● **What to produce**:
What lines of the listing below contain the word "shirt"? Copy each of them out.

================

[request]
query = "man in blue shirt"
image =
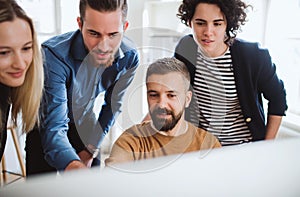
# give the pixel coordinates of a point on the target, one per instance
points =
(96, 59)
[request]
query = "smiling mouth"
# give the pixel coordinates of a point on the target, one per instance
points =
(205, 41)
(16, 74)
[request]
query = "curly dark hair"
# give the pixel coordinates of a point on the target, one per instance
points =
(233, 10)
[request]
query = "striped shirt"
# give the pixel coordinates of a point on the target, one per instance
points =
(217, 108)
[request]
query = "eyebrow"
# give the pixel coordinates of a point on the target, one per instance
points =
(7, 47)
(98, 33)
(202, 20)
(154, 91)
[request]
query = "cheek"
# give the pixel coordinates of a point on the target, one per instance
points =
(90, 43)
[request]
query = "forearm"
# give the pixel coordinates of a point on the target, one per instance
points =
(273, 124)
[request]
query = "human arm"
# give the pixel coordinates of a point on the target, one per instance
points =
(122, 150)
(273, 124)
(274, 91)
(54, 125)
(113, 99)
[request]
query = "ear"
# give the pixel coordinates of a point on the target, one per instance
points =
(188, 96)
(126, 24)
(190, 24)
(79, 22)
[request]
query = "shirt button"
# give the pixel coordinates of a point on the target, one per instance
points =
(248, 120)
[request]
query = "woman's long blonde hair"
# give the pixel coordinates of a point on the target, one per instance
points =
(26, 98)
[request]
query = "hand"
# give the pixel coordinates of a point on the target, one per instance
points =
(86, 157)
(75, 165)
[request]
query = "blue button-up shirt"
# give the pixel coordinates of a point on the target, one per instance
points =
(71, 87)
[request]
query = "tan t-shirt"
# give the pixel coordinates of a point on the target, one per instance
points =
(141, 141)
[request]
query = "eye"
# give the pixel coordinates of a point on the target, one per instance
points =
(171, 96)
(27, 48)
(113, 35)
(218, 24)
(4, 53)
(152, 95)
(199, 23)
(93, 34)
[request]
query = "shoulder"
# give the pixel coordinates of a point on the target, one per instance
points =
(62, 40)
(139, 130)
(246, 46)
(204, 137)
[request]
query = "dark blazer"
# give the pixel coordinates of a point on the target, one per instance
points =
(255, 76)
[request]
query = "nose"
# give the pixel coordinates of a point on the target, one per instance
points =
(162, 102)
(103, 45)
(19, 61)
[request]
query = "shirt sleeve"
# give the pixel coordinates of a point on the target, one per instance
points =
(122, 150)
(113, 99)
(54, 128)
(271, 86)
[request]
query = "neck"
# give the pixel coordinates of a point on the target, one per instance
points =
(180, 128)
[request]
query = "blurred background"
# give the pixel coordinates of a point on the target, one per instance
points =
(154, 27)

================

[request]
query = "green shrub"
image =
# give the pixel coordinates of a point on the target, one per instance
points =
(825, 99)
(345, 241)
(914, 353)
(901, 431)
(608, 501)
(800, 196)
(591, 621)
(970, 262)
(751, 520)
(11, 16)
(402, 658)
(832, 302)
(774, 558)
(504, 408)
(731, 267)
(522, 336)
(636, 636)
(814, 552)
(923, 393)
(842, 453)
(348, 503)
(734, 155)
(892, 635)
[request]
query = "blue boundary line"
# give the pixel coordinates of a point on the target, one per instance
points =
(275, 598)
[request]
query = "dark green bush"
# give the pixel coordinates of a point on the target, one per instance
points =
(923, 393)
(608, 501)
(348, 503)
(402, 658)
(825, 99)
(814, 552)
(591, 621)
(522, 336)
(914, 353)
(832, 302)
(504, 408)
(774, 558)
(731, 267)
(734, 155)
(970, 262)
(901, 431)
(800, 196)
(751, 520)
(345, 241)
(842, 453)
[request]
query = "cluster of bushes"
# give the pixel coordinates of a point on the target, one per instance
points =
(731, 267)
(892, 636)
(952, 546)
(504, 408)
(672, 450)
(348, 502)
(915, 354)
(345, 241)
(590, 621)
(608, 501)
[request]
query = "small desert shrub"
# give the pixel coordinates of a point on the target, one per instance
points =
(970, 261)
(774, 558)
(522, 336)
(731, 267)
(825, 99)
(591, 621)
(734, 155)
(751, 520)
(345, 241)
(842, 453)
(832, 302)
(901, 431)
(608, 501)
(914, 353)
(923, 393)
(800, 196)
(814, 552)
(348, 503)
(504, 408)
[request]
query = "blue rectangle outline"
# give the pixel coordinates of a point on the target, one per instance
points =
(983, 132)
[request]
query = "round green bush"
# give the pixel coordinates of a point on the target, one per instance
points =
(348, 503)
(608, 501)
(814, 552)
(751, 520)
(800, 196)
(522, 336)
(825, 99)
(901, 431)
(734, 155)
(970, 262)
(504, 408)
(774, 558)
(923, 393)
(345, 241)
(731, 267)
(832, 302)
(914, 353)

================

● **Result**:
query = "man in blue shirt"
query = "striped shirt"
query = "shirt button"
query = "blue button-up shirt"
query = "tan t-shirt"
query = "shirt sleeve"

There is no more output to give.